(begin)

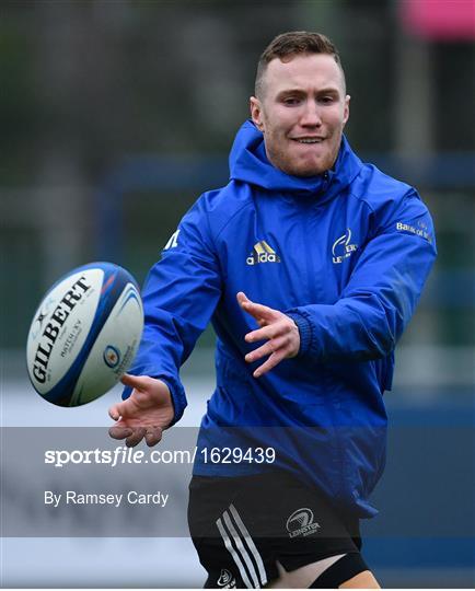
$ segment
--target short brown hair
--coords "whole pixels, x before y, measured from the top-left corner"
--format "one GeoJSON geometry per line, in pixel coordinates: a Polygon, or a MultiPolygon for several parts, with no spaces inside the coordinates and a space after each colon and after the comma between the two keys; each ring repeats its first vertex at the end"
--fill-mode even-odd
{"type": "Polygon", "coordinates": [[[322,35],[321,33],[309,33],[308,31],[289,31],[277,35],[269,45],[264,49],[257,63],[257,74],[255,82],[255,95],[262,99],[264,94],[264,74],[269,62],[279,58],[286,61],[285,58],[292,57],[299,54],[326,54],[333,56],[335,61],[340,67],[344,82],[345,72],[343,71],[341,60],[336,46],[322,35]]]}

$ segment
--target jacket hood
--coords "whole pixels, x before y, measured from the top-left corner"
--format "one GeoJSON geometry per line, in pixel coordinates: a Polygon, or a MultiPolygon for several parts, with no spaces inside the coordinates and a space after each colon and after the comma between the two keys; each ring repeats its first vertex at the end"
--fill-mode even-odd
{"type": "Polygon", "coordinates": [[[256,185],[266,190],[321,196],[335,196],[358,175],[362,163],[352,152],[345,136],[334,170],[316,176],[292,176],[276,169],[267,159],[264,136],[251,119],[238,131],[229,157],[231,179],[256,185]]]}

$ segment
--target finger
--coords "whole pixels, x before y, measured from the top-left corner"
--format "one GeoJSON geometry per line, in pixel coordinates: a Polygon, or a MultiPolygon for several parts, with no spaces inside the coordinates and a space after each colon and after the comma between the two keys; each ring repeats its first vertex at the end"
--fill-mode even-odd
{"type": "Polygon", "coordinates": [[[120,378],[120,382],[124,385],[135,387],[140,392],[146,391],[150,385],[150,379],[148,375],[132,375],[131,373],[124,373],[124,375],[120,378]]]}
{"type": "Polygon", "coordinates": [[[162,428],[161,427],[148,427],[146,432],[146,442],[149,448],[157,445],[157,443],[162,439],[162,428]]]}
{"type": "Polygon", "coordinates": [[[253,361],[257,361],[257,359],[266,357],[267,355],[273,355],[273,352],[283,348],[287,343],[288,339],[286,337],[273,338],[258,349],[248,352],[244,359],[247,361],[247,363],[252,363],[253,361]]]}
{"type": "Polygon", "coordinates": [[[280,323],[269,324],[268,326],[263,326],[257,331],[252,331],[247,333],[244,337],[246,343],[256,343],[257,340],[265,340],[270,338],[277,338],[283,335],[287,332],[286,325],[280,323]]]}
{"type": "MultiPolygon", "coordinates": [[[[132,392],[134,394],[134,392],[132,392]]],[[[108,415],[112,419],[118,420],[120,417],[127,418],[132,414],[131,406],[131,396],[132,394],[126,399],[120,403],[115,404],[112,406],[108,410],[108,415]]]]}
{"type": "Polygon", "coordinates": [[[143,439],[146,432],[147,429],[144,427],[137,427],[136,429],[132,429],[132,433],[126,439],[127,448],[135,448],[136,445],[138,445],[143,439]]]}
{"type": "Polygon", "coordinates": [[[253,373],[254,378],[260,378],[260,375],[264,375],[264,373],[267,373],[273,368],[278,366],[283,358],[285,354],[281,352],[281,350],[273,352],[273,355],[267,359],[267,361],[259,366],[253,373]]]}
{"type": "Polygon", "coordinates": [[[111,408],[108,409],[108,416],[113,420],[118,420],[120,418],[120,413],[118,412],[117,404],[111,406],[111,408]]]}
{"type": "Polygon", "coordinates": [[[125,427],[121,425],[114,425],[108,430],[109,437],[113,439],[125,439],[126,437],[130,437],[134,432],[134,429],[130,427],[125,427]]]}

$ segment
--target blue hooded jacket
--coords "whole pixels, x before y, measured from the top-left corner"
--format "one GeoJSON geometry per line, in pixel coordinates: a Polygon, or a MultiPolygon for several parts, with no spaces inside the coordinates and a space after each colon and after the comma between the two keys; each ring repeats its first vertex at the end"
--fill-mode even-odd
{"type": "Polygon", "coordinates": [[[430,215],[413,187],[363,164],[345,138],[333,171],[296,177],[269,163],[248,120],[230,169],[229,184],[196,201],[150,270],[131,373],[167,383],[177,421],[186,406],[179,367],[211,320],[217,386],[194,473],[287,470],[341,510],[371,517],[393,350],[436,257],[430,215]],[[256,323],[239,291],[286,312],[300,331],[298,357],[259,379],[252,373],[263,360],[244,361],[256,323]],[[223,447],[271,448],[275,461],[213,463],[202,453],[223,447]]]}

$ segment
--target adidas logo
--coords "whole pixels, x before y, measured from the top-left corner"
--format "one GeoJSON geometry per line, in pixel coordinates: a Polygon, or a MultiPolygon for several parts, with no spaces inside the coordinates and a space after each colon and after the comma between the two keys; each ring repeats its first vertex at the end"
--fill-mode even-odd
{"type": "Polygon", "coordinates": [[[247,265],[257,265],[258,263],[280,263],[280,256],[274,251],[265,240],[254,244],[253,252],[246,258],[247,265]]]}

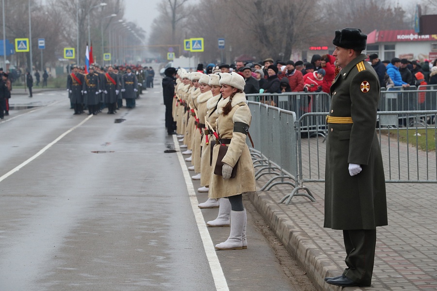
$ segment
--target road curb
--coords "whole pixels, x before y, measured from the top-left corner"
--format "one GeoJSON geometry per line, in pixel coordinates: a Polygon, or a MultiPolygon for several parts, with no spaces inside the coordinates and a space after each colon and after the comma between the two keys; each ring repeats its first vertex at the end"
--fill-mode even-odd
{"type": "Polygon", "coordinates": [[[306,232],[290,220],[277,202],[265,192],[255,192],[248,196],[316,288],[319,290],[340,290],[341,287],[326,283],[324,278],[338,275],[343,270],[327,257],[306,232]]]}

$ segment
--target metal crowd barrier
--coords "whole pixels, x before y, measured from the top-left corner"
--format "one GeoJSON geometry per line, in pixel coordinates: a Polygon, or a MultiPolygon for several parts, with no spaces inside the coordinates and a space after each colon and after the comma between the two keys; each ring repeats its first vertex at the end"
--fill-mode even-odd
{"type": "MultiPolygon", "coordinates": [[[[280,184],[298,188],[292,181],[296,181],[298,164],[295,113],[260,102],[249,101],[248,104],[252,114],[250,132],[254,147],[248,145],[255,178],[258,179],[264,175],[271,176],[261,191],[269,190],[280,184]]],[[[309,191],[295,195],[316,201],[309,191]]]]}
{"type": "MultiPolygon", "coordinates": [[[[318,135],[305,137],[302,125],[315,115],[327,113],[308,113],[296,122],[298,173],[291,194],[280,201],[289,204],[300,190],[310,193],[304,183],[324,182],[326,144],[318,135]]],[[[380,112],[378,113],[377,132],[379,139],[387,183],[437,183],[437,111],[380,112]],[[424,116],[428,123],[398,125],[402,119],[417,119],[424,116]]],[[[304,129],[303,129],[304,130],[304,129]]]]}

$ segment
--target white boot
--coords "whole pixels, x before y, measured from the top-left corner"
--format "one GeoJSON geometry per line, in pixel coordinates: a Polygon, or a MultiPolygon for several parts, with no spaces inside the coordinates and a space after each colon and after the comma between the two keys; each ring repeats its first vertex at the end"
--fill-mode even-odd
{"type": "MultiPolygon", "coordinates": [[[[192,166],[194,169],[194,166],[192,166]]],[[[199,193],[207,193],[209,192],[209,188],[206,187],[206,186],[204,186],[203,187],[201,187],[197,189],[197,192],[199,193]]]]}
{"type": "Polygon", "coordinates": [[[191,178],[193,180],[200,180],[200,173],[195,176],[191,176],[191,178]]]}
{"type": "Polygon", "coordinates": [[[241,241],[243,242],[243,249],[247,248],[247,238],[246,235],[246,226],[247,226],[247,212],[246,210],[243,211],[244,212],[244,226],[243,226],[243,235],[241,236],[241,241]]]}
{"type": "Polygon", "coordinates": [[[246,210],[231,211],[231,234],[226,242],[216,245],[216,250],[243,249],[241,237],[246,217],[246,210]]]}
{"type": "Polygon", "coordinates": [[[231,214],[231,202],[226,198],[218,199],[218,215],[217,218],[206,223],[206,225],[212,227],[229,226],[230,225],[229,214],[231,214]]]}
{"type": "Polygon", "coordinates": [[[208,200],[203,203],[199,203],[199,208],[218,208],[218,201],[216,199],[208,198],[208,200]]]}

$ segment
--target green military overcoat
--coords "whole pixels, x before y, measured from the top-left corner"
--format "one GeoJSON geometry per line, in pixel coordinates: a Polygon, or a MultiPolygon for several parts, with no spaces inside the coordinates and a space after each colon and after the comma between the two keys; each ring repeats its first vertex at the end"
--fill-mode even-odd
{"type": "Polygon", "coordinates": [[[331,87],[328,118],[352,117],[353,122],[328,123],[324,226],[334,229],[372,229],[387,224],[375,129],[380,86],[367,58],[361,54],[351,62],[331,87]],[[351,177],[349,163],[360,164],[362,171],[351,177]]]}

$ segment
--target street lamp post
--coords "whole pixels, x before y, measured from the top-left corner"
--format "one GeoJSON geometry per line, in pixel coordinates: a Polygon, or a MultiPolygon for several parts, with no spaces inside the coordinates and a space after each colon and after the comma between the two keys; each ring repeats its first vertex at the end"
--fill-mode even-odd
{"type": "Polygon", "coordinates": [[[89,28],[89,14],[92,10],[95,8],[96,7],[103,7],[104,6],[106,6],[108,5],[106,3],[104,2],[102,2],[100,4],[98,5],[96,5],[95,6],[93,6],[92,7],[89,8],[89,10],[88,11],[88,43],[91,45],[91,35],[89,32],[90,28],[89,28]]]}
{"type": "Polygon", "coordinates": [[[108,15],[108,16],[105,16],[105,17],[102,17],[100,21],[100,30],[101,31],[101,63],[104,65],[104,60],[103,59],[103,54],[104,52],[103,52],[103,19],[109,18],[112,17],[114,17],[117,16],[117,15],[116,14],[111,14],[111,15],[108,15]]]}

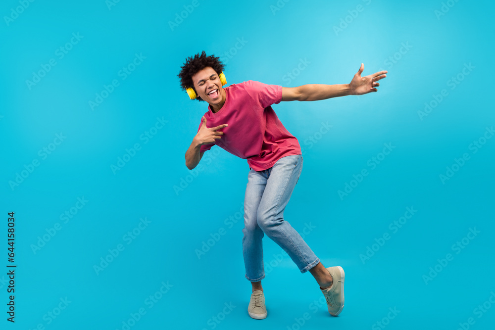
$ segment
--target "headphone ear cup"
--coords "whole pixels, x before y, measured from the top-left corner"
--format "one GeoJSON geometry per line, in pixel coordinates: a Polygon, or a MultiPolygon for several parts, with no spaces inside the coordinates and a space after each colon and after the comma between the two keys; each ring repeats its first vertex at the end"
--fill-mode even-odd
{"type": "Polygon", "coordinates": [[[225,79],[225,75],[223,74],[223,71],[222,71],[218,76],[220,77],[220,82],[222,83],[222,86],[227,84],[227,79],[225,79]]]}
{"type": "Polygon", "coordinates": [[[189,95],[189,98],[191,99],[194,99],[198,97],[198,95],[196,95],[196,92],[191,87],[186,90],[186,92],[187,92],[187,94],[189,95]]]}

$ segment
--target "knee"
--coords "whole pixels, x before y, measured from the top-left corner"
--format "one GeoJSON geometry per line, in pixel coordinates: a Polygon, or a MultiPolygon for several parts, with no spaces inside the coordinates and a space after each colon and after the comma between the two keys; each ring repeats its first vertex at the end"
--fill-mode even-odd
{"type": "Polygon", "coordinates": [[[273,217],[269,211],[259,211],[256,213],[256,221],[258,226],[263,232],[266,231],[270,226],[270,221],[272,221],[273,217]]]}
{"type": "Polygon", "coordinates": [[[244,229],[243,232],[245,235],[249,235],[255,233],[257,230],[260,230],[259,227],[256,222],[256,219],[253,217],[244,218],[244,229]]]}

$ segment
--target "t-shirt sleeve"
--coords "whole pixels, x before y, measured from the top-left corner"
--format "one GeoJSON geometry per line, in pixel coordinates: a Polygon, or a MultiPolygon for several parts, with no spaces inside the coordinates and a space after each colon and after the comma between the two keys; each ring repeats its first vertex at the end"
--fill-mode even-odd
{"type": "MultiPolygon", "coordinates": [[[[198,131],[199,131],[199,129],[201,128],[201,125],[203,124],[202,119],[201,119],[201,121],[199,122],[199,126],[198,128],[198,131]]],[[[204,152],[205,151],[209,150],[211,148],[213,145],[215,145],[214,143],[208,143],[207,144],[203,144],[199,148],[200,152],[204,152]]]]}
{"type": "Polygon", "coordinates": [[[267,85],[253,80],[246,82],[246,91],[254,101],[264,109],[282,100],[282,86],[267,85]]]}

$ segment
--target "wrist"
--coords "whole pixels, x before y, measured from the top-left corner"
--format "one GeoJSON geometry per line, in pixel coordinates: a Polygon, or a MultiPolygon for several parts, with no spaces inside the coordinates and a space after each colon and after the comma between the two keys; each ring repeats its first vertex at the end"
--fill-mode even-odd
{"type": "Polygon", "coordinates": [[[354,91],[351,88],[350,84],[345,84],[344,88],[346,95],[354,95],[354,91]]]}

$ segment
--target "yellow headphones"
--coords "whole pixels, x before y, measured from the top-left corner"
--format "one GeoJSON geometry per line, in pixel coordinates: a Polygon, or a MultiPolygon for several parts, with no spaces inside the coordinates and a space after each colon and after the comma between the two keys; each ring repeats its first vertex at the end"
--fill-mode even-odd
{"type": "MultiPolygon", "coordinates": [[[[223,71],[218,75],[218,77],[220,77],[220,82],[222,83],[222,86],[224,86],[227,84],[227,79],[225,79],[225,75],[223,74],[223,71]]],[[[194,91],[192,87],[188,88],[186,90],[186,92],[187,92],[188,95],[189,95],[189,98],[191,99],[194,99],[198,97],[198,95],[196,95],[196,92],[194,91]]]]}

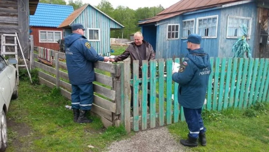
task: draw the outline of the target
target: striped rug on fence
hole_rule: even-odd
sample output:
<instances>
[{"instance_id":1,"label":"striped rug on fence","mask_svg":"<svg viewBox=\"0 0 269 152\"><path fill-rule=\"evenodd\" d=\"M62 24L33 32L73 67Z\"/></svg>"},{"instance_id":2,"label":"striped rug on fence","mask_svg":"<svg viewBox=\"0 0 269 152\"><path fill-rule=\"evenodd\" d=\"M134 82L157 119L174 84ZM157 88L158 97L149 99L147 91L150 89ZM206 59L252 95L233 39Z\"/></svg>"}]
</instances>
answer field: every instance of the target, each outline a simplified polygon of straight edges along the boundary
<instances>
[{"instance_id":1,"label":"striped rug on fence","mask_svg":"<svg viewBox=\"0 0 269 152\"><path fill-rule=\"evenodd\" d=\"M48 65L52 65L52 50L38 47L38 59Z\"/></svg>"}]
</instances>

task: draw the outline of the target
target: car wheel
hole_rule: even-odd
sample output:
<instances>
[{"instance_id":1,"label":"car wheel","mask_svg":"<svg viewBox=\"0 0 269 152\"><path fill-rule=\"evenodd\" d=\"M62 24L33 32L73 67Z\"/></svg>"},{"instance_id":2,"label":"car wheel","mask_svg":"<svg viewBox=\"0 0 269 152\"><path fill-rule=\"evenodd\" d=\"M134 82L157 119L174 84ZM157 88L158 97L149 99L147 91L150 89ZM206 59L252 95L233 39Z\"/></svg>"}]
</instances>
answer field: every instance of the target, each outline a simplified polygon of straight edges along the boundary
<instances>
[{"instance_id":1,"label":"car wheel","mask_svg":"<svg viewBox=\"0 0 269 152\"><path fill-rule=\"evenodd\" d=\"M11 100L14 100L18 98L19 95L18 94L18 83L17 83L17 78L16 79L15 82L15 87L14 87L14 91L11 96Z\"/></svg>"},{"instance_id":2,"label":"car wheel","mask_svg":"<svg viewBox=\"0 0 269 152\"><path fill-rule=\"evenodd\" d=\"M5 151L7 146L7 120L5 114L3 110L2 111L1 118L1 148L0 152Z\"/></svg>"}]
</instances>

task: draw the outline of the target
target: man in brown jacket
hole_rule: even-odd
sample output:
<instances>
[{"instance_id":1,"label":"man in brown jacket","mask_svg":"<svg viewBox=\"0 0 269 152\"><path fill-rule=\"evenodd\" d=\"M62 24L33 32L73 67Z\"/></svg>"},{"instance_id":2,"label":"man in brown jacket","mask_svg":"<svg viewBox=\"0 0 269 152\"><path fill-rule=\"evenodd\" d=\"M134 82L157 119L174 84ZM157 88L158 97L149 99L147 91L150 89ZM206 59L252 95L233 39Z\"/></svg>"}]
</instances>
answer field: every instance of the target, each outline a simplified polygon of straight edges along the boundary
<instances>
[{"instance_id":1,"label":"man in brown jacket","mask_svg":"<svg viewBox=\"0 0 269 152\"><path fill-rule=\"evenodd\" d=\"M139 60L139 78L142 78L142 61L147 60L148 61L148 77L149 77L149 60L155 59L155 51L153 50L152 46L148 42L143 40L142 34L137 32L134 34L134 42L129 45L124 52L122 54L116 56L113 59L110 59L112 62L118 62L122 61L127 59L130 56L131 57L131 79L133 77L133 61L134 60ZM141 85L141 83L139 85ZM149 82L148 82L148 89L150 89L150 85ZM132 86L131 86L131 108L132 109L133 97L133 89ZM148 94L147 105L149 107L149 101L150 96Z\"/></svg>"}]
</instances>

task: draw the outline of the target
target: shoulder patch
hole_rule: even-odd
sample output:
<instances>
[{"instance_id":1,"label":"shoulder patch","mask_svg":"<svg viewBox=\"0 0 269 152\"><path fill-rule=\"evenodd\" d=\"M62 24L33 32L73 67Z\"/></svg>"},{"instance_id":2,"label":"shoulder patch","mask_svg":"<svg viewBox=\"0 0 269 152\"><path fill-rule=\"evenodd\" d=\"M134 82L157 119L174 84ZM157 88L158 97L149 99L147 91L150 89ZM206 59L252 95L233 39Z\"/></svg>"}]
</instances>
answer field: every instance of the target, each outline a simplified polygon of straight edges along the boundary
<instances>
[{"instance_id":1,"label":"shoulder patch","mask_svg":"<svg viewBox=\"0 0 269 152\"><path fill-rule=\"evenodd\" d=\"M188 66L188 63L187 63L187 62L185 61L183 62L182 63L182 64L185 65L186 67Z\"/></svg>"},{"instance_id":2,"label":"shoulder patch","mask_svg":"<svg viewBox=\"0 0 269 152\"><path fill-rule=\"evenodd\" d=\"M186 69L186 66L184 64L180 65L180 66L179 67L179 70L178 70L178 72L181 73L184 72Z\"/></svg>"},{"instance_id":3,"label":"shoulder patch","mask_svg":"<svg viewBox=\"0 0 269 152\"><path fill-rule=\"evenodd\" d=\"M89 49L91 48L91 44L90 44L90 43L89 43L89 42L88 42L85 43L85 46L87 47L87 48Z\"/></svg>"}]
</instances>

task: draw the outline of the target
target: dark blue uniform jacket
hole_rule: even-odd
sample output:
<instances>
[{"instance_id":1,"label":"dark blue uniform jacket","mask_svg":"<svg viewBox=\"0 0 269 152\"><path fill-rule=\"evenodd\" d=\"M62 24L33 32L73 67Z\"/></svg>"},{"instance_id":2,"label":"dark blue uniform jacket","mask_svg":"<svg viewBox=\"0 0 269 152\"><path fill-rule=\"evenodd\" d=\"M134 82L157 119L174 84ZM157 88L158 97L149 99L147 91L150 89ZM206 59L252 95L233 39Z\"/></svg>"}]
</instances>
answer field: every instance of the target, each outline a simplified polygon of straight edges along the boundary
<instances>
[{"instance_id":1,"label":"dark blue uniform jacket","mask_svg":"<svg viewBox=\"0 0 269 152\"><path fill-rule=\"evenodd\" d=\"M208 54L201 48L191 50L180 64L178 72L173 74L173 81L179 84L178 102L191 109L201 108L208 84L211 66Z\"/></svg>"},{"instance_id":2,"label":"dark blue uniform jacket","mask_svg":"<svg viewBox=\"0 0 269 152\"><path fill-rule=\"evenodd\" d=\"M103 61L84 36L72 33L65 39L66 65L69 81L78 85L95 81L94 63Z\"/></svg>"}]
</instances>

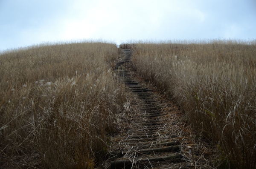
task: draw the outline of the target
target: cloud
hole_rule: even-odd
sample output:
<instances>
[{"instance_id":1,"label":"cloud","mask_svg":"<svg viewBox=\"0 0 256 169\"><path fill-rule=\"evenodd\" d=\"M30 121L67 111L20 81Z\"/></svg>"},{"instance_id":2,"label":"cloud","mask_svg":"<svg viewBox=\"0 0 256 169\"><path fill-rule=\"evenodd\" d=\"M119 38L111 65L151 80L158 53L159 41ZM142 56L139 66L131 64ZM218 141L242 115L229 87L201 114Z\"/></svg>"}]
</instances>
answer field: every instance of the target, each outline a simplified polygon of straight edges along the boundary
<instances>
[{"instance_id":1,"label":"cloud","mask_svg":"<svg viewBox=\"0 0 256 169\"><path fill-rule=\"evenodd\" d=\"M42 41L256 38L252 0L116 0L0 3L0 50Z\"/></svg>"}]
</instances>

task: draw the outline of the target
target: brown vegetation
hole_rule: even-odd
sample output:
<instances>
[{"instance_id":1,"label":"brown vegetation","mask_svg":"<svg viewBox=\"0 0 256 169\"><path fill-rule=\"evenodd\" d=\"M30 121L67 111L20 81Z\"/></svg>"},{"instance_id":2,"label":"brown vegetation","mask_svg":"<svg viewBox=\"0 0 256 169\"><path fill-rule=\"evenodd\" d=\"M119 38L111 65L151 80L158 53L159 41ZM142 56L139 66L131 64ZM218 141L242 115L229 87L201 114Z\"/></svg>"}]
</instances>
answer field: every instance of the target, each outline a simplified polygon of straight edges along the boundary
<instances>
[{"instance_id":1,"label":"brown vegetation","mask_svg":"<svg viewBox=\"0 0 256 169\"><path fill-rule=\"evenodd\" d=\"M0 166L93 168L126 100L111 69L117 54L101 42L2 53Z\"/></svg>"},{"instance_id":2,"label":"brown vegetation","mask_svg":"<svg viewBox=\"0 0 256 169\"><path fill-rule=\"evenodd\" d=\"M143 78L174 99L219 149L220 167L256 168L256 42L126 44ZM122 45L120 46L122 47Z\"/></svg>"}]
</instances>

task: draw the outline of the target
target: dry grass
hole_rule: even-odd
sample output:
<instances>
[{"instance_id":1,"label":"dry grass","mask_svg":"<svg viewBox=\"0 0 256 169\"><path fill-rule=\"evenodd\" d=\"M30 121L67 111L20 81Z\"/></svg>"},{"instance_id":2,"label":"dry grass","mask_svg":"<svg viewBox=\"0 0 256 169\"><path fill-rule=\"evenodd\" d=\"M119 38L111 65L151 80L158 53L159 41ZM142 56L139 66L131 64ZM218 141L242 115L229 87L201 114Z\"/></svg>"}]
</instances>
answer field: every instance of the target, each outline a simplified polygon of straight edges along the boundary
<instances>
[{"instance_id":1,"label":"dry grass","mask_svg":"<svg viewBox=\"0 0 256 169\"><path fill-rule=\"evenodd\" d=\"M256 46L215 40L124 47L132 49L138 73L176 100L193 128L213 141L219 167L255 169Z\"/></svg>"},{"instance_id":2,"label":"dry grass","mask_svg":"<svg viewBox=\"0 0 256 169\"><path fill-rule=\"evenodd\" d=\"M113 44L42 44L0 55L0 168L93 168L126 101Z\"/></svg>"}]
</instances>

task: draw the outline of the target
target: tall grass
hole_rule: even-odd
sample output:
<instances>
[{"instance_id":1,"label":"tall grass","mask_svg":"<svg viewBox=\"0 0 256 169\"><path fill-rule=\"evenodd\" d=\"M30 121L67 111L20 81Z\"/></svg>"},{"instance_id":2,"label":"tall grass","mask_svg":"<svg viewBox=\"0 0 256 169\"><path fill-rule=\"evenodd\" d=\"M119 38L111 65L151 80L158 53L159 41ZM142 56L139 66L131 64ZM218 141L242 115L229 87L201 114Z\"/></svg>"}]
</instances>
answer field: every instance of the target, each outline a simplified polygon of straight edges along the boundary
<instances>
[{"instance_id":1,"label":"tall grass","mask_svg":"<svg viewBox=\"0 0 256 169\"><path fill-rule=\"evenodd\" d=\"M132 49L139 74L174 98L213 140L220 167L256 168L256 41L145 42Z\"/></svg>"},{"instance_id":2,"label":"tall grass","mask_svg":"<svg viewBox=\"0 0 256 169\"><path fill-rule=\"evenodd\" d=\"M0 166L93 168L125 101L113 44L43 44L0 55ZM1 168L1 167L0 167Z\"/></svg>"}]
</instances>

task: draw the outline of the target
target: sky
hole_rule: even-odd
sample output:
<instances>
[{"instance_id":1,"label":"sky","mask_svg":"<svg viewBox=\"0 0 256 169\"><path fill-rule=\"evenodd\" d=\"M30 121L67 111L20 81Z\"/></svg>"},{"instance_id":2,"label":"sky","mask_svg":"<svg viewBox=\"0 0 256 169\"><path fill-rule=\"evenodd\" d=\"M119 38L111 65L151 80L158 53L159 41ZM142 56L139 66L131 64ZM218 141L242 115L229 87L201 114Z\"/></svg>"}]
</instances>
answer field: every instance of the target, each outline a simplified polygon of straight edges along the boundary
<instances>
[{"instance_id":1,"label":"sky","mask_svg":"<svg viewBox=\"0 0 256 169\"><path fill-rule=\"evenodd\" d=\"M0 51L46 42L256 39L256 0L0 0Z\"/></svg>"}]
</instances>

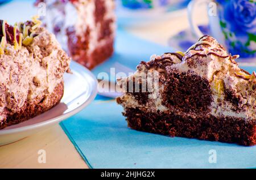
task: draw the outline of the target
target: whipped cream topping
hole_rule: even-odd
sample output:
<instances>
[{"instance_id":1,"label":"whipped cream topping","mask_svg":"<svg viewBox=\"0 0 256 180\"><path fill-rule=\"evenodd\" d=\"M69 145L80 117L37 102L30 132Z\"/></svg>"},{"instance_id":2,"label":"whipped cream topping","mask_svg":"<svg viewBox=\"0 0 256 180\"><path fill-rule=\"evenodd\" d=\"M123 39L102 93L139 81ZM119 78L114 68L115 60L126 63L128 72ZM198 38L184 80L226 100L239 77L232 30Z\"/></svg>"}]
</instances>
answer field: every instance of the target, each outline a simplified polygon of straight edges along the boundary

(end)

--- Prompt ---
Show every line of the records above that contains the string "whipped", matching it with case taken into account.

--- Solution for this task ---
target: whipped cream topping
[{"instance_id":1,"label":"whipped cream topping","mask_svg":"<svg viewBox=\"0 0 256 180\"><path fill-rule=\"evenodd\" d=\"M69 145L80 117L37 102L30 132Z\"/></svg>"},{"instance_id":2,"label":"whipped cream topping","mask_svg":"<svg viewBox=\"0 0 256 180\"><path fill-rule=\"evenodd\" d=\"M123 39L102 93L139 81ZM119 78L114 68L115 60L126 63L128 72ZM198 38L184 80L226 100L239 77L232 30Z\"/></svg>"}]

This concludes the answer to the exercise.